TEXT: Begin

When Would an Extraction Be Necessary?
- Tooth extraction may be necessary in the following cases:
A tooth may have to be extracted when it has been seriously affected by a cavity. In the worst case, we would try to save it using root canal therapy by getting rid of the infected pulp. If the treatment doesn’t prove useful in restoring the tooth, it will have to be extracted.
- When a tooth undergoes damage due to external trauma, it may suffer minor cracks, chipping, fracture, or even break off at the gum line. It is best to have it extracted to prevent the tooth from causing a lot of pain and leading to oral infections.
How Is the Extraction Carried out?
When you visit our practice to get a dental extraction, we will start with an initial screening of the oral cavity. The tooth tobe extracted will be cleaned to get rid of microbes and prevent them from entering the site of extraction. Local anesthesia will be administered to numb the soft tissues of the mouth, teeth, and jawbone. This prevents any pain and discomfort during the extraction.

TEXT: End
COLLECTED DATA: Begin

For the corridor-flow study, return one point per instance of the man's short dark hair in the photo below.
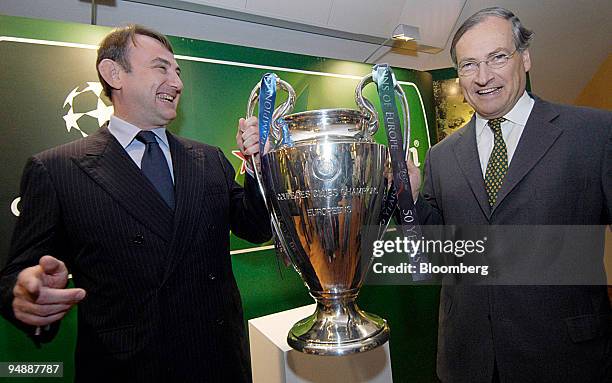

COLLECTED DATA: End

## [WORK ITEM]
Please state what local anesthesia numbs before an extraction, according to the tooth extraction text.

## [WRITTEN SOLUTION]
It numbs the soft tissues of the mouth, the teeth, and the jawbone.